## BEGIN

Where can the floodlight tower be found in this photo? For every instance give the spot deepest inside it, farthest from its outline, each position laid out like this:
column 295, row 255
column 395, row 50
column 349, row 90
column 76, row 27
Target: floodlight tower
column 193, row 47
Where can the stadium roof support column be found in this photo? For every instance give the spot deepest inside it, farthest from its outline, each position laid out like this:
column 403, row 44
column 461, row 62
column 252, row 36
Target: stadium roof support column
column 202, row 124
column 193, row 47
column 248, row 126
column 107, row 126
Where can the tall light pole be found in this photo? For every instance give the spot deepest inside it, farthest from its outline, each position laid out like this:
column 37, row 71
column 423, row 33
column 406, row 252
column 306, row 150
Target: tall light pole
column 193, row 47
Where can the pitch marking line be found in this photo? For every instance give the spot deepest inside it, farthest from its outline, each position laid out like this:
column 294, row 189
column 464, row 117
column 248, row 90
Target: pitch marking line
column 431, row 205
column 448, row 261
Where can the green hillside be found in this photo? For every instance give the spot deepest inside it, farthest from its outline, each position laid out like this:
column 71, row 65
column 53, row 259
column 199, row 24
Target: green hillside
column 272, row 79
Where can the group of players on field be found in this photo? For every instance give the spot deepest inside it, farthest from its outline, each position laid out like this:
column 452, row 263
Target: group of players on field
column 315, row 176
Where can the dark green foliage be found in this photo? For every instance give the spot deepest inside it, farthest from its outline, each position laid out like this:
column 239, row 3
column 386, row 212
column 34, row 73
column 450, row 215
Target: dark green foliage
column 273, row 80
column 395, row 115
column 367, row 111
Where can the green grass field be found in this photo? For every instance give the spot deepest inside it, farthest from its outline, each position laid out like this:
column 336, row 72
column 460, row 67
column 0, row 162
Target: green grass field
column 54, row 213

## END

TO DO =
Transcribe all of the items above verbatim, line for line.

FULL OUTPUT =
Where can the floodlight tower be found in this photo? For every instance give the spot deepest inside it, farthest from its outline, each position laid out like this:
column 295, row 255
column 395, row 50
column 349, row 90
column 76, row 27
Target: floodlight tower
column 193, row 47
Where can the stadium roof support column be found in this photo? For every instance give the spot deepest inside it, farthest from its outline, each position laid out like this:
column 403, row 44
column 461, row 62
column 252, row 36
Target: stadium roof support column
column 202, row 124
column 193, row 47
column 248, row 126
column 107, row 126
Where can the tall light pole be found in this photo? For every instance give the spot deepest inside it, farthest from its outline, each position laid out like this:
column 37, row 71
column 423, row 33
column 406, row 252
column 306, row 150
Target: tall light pole
column 193, row 47
Where can the pitch marking line be found in this photo? For every instance give the spot deepest inside it, farthest from its outline, each position laid out like this:
column 294, row 189
column 464, row 117
column 248, row 90
Target: pitch marking line
column 431, row 205
column 448, row 261
Where can the green hillside be found in this photo? For every instance give the spot deepest inside it, farthest from its outline, each position laid out like this:
column 71, row 65
column 53, row 259
column 199, row 24
Target: green hillside
column 272, row 79
Where can the group of players on field be found in this photo? For every instance give the spot deepest inside it, farthest from its outline, each position laid out like this:
column 452, row 263
Target: group of players on field
column 315, row 176
Where can the dark green foliage be found in this photo? For every instance give the spot deepest inside it, farthest from its outline, each position laid out like this:
column 239, row 3
column 386, row 212
column 34, row 73
column 450, row 215
Target: dark green foliage
column 273, row 80
column 395, row 115
column 367, row 111
Where can the green grass field be found in this photo? For every instance give the spot deepest inside it, farthest from its outline, each position laid out like this:
column 336, row 72
column 460, row 67
column 0, row 162
Target: green grass field
column 54, row 213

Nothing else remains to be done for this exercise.